TASK BRIEF:
Copy out the lines of the records verbatim, beginning with the line containing "vertical tree trunk?" and ending with the line containing "48 567 L 49", both included.

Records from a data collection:
┄┄┄┄┄┄┄┄┄┄┄┄┄┄┄┄┄┄┄┄

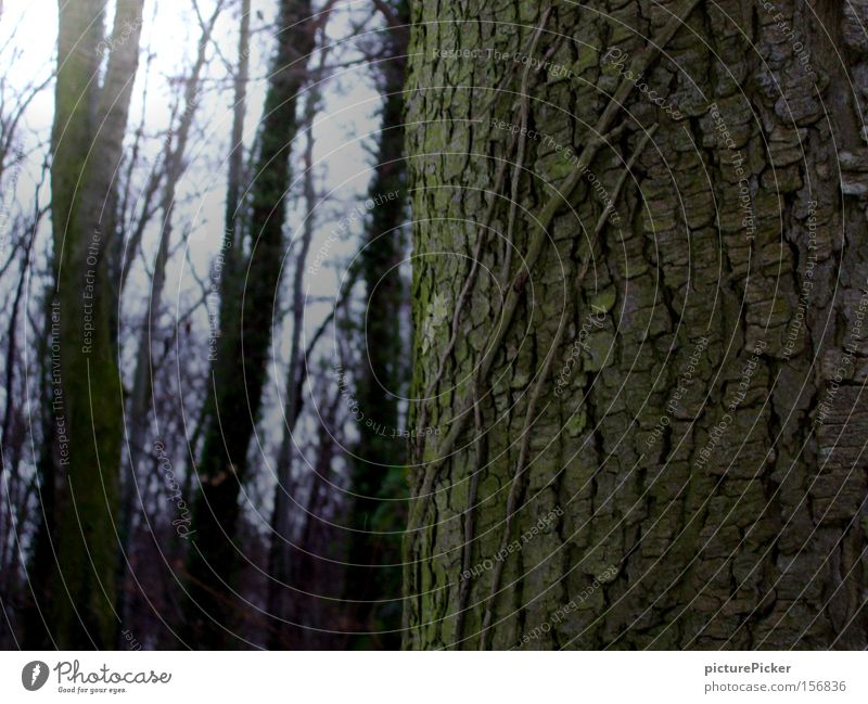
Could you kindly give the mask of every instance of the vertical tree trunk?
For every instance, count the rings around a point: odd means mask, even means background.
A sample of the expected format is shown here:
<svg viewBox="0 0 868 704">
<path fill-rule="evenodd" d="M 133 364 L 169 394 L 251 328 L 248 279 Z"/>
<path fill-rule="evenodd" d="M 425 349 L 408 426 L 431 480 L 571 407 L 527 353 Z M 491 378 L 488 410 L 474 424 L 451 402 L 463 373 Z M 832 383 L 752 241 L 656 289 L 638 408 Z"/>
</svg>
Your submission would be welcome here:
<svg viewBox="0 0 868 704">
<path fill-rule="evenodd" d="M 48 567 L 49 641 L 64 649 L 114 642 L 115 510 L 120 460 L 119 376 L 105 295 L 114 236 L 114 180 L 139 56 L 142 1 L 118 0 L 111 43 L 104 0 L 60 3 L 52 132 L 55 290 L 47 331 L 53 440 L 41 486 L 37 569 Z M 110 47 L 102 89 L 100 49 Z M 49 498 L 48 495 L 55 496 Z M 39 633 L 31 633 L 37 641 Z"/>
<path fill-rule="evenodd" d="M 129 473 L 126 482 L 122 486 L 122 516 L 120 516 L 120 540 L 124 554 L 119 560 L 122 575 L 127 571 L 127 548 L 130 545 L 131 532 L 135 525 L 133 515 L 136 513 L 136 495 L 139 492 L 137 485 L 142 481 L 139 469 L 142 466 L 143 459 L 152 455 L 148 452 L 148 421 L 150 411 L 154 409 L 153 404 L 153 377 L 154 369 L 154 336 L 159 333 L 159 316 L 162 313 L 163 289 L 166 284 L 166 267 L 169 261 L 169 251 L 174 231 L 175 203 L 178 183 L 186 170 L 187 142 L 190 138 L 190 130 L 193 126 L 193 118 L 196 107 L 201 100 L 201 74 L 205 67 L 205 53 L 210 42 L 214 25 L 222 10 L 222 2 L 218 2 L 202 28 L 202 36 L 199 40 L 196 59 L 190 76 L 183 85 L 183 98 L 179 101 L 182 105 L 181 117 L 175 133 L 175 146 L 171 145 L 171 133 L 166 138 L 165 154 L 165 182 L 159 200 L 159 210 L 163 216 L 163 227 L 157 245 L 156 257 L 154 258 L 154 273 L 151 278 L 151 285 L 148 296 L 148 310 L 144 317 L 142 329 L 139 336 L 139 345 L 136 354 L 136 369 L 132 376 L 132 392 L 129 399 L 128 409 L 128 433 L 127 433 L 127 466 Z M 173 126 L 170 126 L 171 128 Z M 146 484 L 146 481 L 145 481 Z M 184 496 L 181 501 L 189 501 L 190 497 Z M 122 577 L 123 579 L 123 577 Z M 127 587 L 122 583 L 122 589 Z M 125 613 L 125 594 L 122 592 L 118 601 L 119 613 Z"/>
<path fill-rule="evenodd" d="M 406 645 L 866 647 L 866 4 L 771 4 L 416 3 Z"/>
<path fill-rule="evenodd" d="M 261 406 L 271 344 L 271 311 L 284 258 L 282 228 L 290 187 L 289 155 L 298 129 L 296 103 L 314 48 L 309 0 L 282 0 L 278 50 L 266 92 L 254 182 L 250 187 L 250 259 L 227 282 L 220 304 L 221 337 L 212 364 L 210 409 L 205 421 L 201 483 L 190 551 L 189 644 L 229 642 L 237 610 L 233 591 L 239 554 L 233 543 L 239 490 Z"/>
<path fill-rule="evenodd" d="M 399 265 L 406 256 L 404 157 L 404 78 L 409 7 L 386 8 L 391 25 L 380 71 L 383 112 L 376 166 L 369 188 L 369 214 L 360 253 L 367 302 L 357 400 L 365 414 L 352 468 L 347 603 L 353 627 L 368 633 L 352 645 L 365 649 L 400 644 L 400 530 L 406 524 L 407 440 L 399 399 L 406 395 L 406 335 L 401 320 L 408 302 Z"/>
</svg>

┄┄┄┄┄┄┄┄┄┄┄┄┄┄┄┄┄┄┄┄

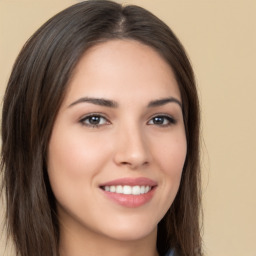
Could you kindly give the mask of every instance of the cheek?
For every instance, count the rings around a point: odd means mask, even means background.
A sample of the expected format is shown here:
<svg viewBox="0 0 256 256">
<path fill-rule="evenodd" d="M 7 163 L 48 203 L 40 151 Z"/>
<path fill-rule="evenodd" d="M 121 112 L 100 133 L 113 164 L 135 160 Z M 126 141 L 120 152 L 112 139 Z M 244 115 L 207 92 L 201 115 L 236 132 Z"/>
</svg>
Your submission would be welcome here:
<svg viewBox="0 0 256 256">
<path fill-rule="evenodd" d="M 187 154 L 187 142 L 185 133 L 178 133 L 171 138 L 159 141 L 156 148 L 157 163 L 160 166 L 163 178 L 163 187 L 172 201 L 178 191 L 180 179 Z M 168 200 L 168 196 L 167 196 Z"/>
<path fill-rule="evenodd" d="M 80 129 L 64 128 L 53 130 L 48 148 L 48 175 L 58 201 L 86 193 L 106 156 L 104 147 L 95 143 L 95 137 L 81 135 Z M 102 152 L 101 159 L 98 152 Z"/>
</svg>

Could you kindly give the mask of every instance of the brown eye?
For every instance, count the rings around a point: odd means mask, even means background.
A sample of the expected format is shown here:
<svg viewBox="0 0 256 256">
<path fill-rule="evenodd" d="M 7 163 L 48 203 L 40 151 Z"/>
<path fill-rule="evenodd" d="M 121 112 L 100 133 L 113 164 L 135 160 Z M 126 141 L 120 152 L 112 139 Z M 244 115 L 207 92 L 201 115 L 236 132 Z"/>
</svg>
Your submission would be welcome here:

┄┄┄┄┄┄┄┄┄┄┄┄┄┄┄┄┄┄┄┄

TASK SOLUTION:
Could you kindly give the mask of every instance of the vertical tree trunk?
For every instance, count the rings around a point: odd means mask, even means background.
A sample of the expected format is shown here:
<svg viewBox="0 0 868 704">
<path fill-rule="evenodd" d="M 133 364 L 169 394 L 251 328 L 248 279 Z"/>
<path fill-rule="evenodd" d="M 425 349 L 408 426 L 431 480 L 571 407 L 527 353 Z M 491 378 L 488 410 L 474 424 L 451 402 L 463 373 Z M 832 383 L 752 241 L 656 289 L 638 408 Z"/>
</svg>
Your submission would be welcome here:
<svg viewBox="0 0 868 704">
<path fill-rule="evenodd" d="M 48 567 L 49 641 L 64 649 L 114 642 L 115 510 L 120 460 L 119 376 L 105 295 L 114 236 L 114 180 L 139 56 L 142 1 L 118 0 L 111 43 L 104 0 L 60 3 L 52 132 L 55 290 L 47 331 L 53 440 L 41 486 L 37 569 Z M 110 47 L 102 89 L 100 49 Z M 49 498 L 48 495 L 55 496 Z M 39 633 L 31 633 L 37 641 Z"/>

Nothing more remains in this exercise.